-- Start MATERIAL SHOWN --

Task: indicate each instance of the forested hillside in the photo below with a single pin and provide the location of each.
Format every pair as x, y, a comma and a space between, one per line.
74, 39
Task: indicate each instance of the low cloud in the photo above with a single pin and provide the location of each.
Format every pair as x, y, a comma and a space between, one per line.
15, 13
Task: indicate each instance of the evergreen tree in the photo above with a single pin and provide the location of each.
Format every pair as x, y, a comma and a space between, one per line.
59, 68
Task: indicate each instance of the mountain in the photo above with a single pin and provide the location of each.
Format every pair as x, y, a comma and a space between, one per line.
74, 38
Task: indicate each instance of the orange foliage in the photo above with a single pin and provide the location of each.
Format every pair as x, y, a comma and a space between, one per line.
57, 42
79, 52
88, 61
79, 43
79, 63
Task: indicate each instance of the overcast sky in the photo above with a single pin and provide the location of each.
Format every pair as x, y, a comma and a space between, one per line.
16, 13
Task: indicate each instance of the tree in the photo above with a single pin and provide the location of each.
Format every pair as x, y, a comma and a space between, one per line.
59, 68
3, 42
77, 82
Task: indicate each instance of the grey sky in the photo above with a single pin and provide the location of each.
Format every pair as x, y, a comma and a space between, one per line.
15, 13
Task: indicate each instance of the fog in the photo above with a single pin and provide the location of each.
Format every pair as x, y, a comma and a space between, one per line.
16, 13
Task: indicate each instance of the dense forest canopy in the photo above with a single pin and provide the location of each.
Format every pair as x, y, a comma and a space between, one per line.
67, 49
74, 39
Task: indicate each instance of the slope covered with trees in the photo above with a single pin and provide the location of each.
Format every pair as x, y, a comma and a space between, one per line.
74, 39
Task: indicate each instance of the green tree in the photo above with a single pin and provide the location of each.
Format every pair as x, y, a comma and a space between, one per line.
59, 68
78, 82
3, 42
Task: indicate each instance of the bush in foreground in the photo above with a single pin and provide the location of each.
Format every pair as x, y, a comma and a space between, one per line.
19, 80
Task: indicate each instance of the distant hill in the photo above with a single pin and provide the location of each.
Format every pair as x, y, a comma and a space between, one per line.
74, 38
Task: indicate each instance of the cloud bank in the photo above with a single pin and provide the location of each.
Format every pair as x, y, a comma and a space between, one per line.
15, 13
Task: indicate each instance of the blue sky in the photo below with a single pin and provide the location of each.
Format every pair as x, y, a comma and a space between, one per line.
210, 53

-- End MATERIAL SHOWN --

EXERCISE BRIEF: Output the data as a numbered list, starting with the line that contains "Task: indicate each instance of the bush" and running through the end of the data, with blank lines left out.

FINAL RESULT:
1. Task: indicate each instance of the bush in foreground in the photo above with a single pin and provide the location of each.
2. Format every pair as x, y, a comma and a space between, one per line.
3. 19, 80
4. Task: indicate each instance of the distant hill in the photo above with a single pin and provide the location of each.
5. Format every pair as x, y, a comma and a space between, one per line.
6. 74, 38
7. Task: indicate each instance of the cloud bank in the photo above with a single pin and provide the location of each.
8. Format every pair as x, y, a comma and a space between, one per line.
9. 15, 13
10. Task: indicate each instance of the blue sky in the photo below with a single pin and provide the location of each.
11. Format every pair as x, y, a comma and a space between, one per line.
12. 210, 53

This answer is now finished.